## Start

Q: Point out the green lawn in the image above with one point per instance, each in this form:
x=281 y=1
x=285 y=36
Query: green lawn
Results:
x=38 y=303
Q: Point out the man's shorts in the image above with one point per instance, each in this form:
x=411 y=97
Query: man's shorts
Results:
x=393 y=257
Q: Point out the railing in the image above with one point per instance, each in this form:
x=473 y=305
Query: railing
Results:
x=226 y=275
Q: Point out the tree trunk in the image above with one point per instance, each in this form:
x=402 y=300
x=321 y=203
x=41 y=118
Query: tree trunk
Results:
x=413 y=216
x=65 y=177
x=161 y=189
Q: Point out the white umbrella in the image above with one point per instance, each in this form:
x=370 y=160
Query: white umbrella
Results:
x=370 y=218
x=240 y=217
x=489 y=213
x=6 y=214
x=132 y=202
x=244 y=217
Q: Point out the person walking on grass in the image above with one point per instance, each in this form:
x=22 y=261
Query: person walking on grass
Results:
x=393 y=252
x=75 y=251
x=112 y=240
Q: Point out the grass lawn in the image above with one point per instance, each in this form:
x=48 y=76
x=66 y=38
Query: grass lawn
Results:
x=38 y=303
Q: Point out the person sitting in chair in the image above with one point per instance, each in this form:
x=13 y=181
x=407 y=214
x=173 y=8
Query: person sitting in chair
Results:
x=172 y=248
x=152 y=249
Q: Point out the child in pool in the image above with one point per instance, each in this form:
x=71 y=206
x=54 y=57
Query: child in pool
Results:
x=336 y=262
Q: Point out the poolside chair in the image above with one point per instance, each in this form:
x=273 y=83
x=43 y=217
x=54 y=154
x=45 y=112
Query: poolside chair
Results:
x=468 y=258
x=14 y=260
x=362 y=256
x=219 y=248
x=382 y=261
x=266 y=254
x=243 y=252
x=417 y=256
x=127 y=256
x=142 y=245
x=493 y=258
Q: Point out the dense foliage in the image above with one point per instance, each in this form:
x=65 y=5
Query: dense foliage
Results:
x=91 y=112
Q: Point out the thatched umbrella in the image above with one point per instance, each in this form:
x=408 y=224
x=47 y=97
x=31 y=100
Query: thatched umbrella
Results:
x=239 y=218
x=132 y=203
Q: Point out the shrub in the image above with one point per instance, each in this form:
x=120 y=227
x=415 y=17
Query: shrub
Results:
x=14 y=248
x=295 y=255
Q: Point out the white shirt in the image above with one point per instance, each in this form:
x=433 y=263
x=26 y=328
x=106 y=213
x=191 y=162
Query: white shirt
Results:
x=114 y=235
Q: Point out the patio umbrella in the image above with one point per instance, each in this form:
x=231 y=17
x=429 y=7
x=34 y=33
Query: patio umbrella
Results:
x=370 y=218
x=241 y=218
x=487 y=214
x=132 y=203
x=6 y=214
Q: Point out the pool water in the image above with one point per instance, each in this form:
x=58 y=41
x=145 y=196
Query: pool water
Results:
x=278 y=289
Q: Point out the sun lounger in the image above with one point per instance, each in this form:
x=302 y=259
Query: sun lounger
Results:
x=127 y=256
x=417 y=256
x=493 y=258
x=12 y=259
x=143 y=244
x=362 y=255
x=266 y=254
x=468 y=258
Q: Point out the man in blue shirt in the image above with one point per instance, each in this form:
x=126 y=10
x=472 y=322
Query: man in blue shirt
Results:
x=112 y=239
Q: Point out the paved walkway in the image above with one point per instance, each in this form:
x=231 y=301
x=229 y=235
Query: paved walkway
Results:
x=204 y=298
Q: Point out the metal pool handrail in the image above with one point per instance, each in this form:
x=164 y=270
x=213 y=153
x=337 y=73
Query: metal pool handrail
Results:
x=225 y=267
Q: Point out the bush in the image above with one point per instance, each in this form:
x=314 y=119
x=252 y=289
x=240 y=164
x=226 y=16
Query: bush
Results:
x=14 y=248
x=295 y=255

## End

■ WORK REQUIRED
Rewrite all of the records above, replacing "Point out" with "Mark" and leaving everything else unchanged.

■ COMPLETED TASK
Q: Mark the green lawn in the image above with one point per instance, each in this form:
x=281 y=1
x=285 y=36
Query: green lawn
Results:
x=38 y=303
Q: Mark the man's shorts in the image above with one point per instance, each in this form:
x=411 y=97
Query: man's shorts
Results:
x=393 y=257
Q: Mark the railing in the image above with one point per instance, each in this form:
x=473 y=305
Query: railing
Results:
x=226 y=275
Q: Mark the tree trunk in the image above with one point per instance, each in this form:
x=402 y=300
x=321 y=203
x=41 y=118
Query: tree trunk
Results:
x=413 y=216
x=65 y=177
x=161 y=189
Q: Mark the white umbrella in the image above with one point per instance, each in this form:
x=370 y=160
Query: white umbrella
Results:
x=370 y=218
x=240 y=217
x=489 y=213
x=6 y=214
x=132 y=202
x=244 y=217
Q: Mark the person walking on grass in the image above with one point per instance, each in this form:
x=22 y=261
Query: person walking on grass
Results:
x=393 y=252
x=75 y=251
x=112 y=240
Q: Mark the grass lawn in the image above with one point per instance, each in this form:
x=48 y=76
x=66 y=38
Query: grass lawn
Results:
x=38 y=303
Q: Mark the person sitting in chair in the image above with one point per instance, each in this form:
x=13 y=181
x=407 y=214
x=173 y=8
Query: person sitting in chair
Results:
x=172 y=248
x=152 y=249
Q: Mark the child in pool in the image above with one point per instance, each in this form:
x=71 y=206
x=54 y=57
Query: child in pool
Results:
x=336 y=262
Q: Mark the poolside chair in the image above with one point per instance, each in this form:
x=273 y=83
x=43 y=217
x=54 y=154
x=45 y=112
Query: poolside chair
Results:
x=468 y=258
x=14 y=260
x=362 y=256
x=219 y=248
x=382 y=261
x=266 y=254
x=243 y=252
x=417 y=256
x=127 y=256
x=142 y=245
x=493 y=258
Q: Mark the dense foliage in the image above with one point per instance, each in this form:
x=65 y=5
Query: dense foliage
Results:
x=91 y=112
Q: Mark the thatched umbrella in the image above with one point per instance, each in this form:
x=408 y=224
x=47 y=97
x=31 y=100
Query: thatched umbrella
Results:
x=239 y=218
x=132 y=203
Q: Mark the shrub in the image above with one point per instance, each in this form:
x=120 y=227
x=415 y=17
Query: shrub
Results:
x=14 y=248
x=295 y=255
Q: Mark the white shirt in the image above with one point per instance, each in this form:
x=433 y=263
x=26 y=328
x=106 y=213
x=191 y=162
Query: white shirt
Results:
x=114 y=235
Q: Mark the patio umbrella in the image above with one point per instance, each in this form:
x=231 y=17
x=429 y=7
x=34 y=33
Query: patio umbrella
Results:
x=370 y=218
x=241 y=218
x=487 y=214
x=132 y=203
x=6 y=214
Q: Mark the pool water in the image above with one point per instance, each in this form:
x=58 y=41
x=145 y=196
Query: pool water
Results:
x=278 y=289
Q: Mark the sun lounger in the image above with one point per instance, each in this form:
x=302 y=259
Query: sun lounger
Results:
x=127 y=256
x=417 y=256
x=493 y=258
x=12 y=259
x=143 y=244
x=362 y=255
x=266 y=254
x=468 y=258
Q: Mark the man in blue shirt in the image above with one point per instance, each in this form:
x=126 y=10
x=472 y=322
Query: man in blue shirt
Results:
x=112 y=239
Q: Mark the paved walkway in the image above with one point per instance, each in this form:
x=231 y=301
x=229 y=235
Query: paved walkway
Results:
x=204 y=298
Q: Mark the metal pool handrail in the image above with one point per instance, each in this form:
x=164 y=270
x=213 y=153
x=337 y=73
Query: metal pool handrail
Results:
x=225 y=267
Q: Mark the bush in the image above with one point per instance, each in this form:
x=314 y=119
x=252 y=289
x=240 y=164
x=226 y=16
Query: bush
Results:
x=14 y=248
x=295 y=255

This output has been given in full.